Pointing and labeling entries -
——————

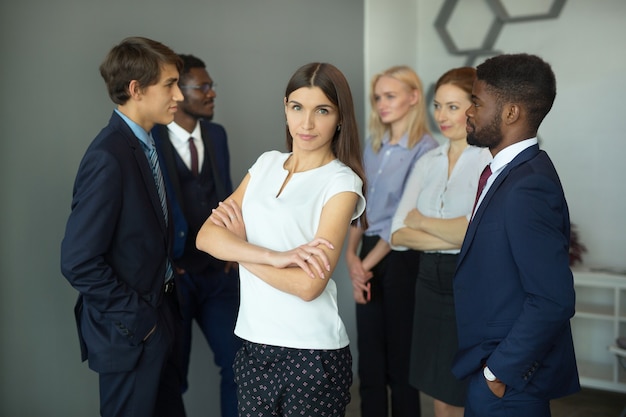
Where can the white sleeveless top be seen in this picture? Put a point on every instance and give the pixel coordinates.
(270, 316)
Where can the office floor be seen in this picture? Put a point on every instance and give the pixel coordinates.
(586, 403)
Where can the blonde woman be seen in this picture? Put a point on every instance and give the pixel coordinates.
(383, 290)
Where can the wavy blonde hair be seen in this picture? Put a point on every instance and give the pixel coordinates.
(418, 118)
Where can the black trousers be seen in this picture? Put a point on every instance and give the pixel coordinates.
(152, 388)
(384, 327)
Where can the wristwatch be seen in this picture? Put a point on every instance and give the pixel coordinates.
(489, 376)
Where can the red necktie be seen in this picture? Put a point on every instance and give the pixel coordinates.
(194, 157)
(481, 184)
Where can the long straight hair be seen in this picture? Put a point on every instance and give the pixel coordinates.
(418, 121)
(345, 145)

——————

Aim of the task - Convert the entries from the line that contains "Where can the wristwatch" up to and including the final line into a JSON list of strings, one string per line. Omit any blank lines.

Completed task -
[
  "Where can the wristwatch be seen in this picture? Put a point on every instance and give the pixel coordinates.",
  "(489, 376)",
  "Where can the red necktie be seen in this picture? Put a point on every instance and give the pixel coordinates.",
  "(194, 157)",
  "(481, 184)",
  "Where can the long straight hair be seen in this picture? Put a point on every instance and give the pixel coordinates.",
  "(418, 121)",
  "(345, 145)"
]